§ **Work to complete**: Work through the entries below and show every line in which "ridge" is found.

===============

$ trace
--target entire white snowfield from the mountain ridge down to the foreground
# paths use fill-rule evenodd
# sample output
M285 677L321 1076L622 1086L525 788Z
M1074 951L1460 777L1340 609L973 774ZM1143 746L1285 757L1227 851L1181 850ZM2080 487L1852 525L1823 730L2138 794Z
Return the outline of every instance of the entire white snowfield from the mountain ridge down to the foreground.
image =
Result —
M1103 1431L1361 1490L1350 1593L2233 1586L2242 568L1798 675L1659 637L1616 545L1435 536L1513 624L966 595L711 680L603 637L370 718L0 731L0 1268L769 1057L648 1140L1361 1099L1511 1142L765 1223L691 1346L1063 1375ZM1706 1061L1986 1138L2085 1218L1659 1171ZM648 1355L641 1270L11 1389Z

===============

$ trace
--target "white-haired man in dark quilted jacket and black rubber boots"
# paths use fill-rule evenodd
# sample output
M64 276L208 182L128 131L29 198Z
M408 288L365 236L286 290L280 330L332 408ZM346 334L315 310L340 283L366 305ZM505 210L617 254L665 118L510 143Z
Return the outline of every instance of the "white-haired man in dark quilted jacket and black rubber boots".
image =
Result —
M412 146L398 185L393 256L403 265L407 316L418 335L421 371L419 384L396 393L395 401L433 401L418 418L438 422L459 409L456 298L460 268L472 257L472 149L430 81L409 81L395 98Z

===============

§ **Problem solution**:
--target entire white snowfield from the mountain ridge down to the foreground
Return the outline of every instance of the entire white snowfield from the mountain ridge down to the foreground.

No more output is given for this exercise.